#### Information ####

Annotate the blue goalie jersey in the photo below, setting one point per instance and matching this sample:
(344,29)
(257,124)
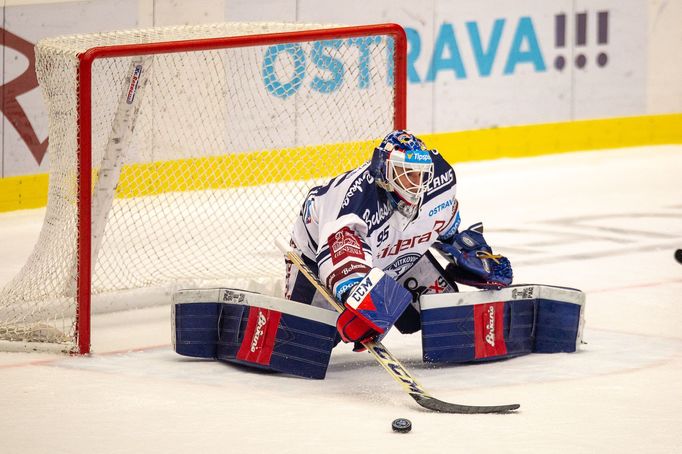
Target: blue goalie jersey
(349,226)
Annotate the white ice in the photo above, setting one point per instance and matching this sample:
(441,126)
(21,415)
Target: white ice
(607,222)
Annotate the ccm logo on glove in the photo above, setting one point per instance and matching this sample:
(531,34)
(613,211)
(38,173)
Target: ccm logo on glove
(356,297)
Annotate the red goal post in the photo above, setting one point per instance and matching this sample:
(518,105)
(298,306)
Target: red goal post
(273,145)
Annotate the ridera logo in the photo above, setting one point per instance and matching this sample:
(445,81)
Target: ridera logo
(490,327)
(258,332)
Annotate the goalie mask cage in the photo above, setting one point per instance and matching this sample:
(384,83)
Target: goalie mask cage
(179,154)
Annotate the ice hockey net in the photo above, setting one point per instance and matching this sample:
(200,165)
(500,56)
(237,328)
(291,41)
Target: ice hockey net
(177,155)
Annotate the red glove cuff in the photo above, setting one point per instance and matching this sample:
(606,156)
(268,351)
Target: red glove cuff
(353,327)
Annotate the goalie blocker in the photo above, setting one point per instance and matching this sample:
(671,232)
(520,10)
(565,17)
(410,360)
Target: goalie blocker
(253,330)
(495,324)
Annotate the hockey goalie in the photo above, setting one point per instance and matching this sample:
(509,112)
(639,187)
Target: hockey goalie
(385,239)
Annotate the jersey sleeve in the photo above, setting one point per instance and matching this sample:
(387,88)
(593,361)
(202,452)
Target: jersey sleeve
(344,256)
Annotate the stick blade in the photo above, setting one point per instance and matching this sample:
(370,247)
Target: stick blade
(434,404)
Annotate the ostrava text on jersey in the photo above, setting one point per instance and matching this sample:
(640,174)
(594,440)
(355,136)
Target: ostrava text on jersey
(349,226)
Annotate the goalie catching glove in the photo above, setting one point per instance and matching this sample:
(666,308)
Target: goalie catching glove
(474,262)
(372,307)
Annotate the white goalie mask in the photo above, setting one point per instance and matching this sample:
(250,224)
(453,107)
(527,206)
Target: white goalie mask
(403,167)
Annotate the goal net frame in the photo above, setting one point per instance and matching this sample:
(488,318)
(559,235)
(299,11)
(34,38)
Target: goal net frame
(84,184)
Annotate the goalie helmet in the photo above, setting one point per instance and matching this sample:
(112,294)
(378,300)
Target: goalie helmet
(402,166)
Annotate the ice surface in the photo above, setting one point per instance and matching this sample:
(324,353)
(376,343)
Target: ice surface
(606,222)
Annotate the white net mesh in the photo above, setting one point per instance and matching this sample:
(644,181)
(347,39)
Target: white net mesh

####

## Directions
From the first record to the last, restate everything exactly but omit the pictures.

## Solution
Annotate the blue goalie jersey in the photo below, setting one point per instance and matching this sample:
(344,29)
(257,124)
Target: blue goalie jersey
(349,226)
Annotate the white ice in the photo above, setting one point per instance and matching this sample:
(441,126)
(21,415)
Target: white ice
(607,222)
Annotate the ccm logo on glove in the photo above, setting one point per instance and matching this sample:
(531,34)
(613,211)
(38,173)
Target: ccm logo on glove
(356,297)
Annotate the red goal post in the photo above, setting one point per instance and matching this sample:
(518,105)
(298,306)
Target: red goal post
(273,145)
Annotate the ridera logo in the photo above, setting one point per instance and matching this sample:
(445,81)
Target: ridera logo
(490,327)
(258,332)
Annotate the goalie mask cage in the photo above, setting one point per instance and matching this sample:
(384,83)
Target: goalie mask cage
(179,154)
Annotate the ice hockey net in the photo above, setting one point per instance and matching this sample:
(200,165)
(500,56)
(237,328)
(291,41)
Target: ice hockey net
(177,155)
Annotate the red glove cuff in the photo above, setting one point per instance and matching this sample:
(606,156)
(268,351)
Target: red glove cuff
(353,327)
Annotate the goalie blocker in the photo above, setting one point per instance and matching this sample:
(671,232)
(520,10)
(565,17)
(410,360)
Target: goalie blocker
(253,330)
(495,324)
Annotate the hockey goalie in the photo above, setting one point per instance and matching this sample:
(509,112)
(639,187)
Target: hockey goalie
(385,239)
Annotate the jersey sleeve in the photo above, setting one point per instance and matching this sample:
(387,88)
(593,361)
(202,452)
Target: jersey sleeve
(344,256)
Annotate the stick blade in the photo above, setting one point per instance and matching this sample:
(370,247)
Target: stick blade
(434,404)
Annotate the ostrava text on jersey in the photo above, setting one point per instance and matching this sample:
(640,174)
(594,440)
(355,136)
Target: ostrava text on jersey
(349,226)
Annotate the goalie catching glove in the photo above, setting one point per instance and matching this sample:
(666,308)
Target: goalie catching glove
(474,262)
(372,307)
Annotate the white goalie mask in the photo above, setting one point per instance and matching this sample:
(250,224)
(453,107)
(527,206)
Target: white goalie mask
(403,167)
Annotate the goal net frame in the photo above, setting one point per instance and matching this sample:
(488,318)
(559,235)
(299,11)
(34,38)
Target: goal net frame
(84,184)
Annotate the goalie helmet in the photo above, setting one point per instance and matching this sample:
(112,294)
(378,300)
Target: goalie helmet
(402,166)
Annotate the ice surface in the photo above, setting one point per instance and matching this sample:
(324,353)
(376,343)
Target: ice surface
(606,222)
Annotate the white net mesh in the photo above, setting one point per instance and matching this sample:
(644,181)
(347,39)
Target: white net mesh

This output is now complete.